SOURCE DOCUMENT:
——

« Columbus Day | Main | Expertise »

Gassy

08 Oct 2007 02:23 pm

oil2.png

We all know that correlation doesn't prove causation anyway, but the issue I'd like to raise about the purported tight link between the price of gasoline and George W. Bush's approval rating is that it's hardly clear to me that there's even a correlation here beyond the basic fact that Bush's approval rating has generally gone down since 9/11 and oil prices have generally gone up.

Consider, if you will, the detail to the left. This shows the data from September of 2005 to September of 2007, a period during which the final price of gas was very close to the initial price, but Bush's approval rating fell by a small but clear amount. Nothing about eyeballing this chart would lead you to conclude that gas prices were driving changes in Bush's approval rating. Sometimes the two indexes move in the same direction and sometimes they move in different directions. But since each index can only go in one of two directions, one would expect totally unrelated quantities to move in the same general directions about half the time.

All that said, obviously we do know that economic conditions are one of several factors that impact presidential approval ratings and that gasoline prices are an important determinant of people's assessments of their economic well-being. We also know that sometimes gas prices go up because of events (Katrina, for example) that independent make the president look bad. But the initial formulation of the gas-approval chart is meant to show a very tight link between the two quantities and it seems to me that the link just isn't there.

Share This

Comments (24)

i'm no statistician, but looking at the whole graph (not just the detail you've pulled out) it seems pretty clear to me that the two lines move as if one affects (but does not dictate) the other.

Matt, you really need to take a statistics course.

it's hardly clear to me that there's even a correlation here

This is something that you can test rigorously.

——

WHAT IS REQUIRED:
In the post on gas prices and presidential approval, why does the writer say that the two indexes sometimes moving the same way doesn't point to a link? Answer in one to three sentences.

PROVIDED MATERIAL:

——

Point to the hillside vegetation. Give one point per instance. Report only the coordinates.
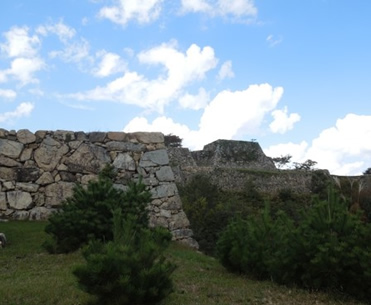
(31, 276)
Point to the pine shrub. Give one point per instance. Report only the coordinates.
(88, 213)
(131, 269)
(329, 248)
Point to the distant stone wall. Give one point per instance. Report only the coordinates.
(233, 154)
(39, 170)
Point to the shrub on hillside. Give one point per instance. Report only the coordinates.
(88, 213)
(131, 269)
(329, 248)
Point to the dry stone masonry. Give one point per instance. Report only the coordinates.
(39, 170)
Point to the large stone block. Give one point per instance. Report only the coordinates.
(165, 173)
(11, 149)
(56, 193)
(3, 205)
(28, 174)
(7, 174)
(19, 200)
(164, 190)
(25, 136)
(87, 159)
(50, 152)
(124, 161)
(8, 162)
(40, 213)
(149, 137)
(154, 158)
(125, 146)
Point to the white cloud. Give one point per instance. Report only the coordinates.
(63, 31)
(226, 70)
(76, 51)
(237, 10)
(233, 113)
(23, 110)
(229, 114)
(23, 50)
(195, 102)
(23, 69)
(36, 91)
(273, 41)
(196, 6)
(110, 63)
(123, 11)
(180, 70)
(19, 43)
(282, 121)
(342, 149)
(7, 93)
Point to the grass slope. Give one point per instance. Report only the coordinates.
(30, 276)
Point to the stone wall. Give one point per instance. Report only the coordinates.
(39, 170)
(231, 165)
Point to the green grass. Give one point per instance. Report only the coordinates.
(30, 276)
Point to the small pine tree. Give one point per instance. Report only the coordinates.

——

SOLUTION:
Each index can only go in one of two directions, so even totally unrelated quantities would be expected to move in the same general direction about half the time. Matching moves on the chart therefore don't suggest that gas prices are driving changes in approval.